__SELECTED PASSAGE__.
....................

# How do you apply the product rule repeatedly to find the derivative of f(x) = (x^4 +x)*e^x*tan(x) ?

Aug 10, 2014

$f ' \left(x\right) = {e}^{x} \left(\left(4 {x}^{3} + 1\right) \tan \left(x\right) + \left({x}^{4} + x\right) \tan \left(x\right) + \left({x}^{4} + x\right) {\sec}^{2} x\right)$

Solution

f(x)=(x^4+x)⋅e^x⋅tan(x)

For problems, having more than two functions, like

$f \left(x\right) = u \left(x\right) \cdot v \left(x\right) \cdot w \left(x\right)$

then, differentiating both sides with respect to $x$ using Product Rule, we get

$f ' \left(x\right) = u ' \left(x\right) \cdot v \left(x\right) \cdot w \left(x\right) + u \left(x\right) \cdot v ' \left(x\right) \cdot w \left(x\right) + u \left(x\right) \cdot v \left(x\right) \cdot w ' \left(x\right)$

similarly, following the same pattern for the given problem and differentiating with respect to $x$,

f'(x)=(4x^3+1)⋅e^x⋅tan(x)+(x^4+x)⋅e^x⋅tan(x)+(x^4+x)⋅e^x⋅sec^2x

simplifying further,

f'(x)=e^x*((4x^3+1)⋅tan(x)+(x^4+x)⋅tan(x)+(x^4+x)⋅sec^2x)

....................

__Listing of labeled points__.
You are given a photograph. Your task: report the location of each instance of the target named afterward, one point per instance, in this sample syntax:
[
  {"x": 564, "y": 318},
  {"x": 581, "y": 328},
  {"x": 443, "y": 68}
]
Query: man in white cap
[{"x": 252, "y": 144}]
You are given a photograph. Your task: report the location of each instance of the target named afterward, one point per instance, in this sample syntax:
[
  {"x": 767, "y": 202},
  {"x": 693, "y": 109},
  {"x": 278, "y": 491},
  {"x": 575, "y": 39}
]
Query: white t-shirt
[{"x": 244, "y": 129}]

....................

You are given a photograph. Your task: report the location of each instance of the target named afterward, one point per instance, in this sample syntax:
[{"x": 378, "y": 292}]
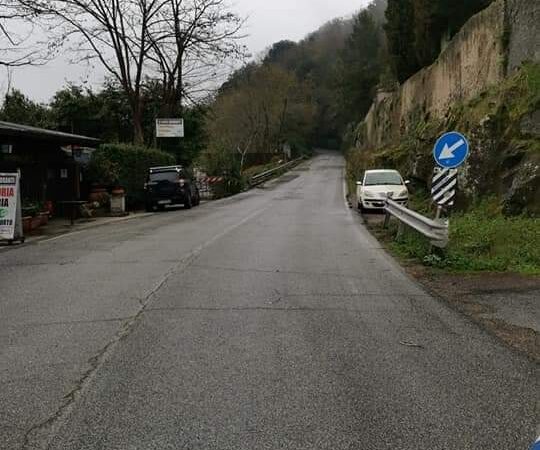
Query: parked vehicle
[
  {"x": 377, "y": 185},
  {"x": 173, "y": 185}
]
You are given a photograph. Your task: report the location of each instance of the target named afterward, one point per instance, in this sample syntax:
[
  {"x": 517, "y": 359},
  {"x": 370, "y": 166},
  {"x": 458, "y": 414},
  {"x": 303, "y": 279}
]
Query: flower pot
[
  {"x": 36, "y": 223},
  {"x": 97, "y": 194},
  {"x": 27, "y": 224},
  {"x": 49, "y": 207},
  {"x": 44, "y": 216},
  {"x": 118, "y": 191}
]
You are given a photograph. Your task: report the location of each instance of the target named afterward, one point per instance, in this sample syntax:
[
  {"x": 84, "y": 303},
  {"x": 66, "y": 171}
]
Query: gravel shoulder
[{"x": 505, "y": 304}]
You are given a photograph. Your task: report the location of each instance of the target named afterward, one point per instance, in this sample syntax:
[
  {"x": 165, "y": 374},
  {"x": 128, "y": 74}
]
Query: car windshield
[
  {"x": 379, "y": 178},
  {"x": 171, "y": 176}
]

....................

__STATED GOAL A__.
From the product rule page, return the part that opens with the words containing "then, differentiating both" and closes with "x^4+x)⋅sec^2x)".
__STATED GOAL B__.
Give only the number of listing lines that contain the string "white", counting case as it appears.
The product rule page and the listing come from unrelated sources.

__CORRECT ANSWER A__.
then, differentiating both sides with respect to $x$ using Product Rule, we get

$f ' \left(x\right) = u ' \left(x\right) \cdot v \left(x\right) \cdot w \left(x\right) + u \left(x\right) \cdot v ' \left(x\right) \cdot w \left(x\right) + u \left(x\right) \cdot v \left(x\right) \cdot w ' \left(x\right)$

similarly, following the same pattern for the given problem and differentiating with respect to $x$,

f'(x)=(4x^3+1)⋅e^x⋅tan(x)+(x^4+x)⋅e^x⋅tan(x)+(x^4+x)⋅e^x⋅sec^2x

simplifying further,

f'(x)=e^x*((4x^3+1)⋅tan(x)+(x^4+x)⋅tan(x)+(x^4+x)⋅sec^2x)

__CORRECT ANSWER B__.
2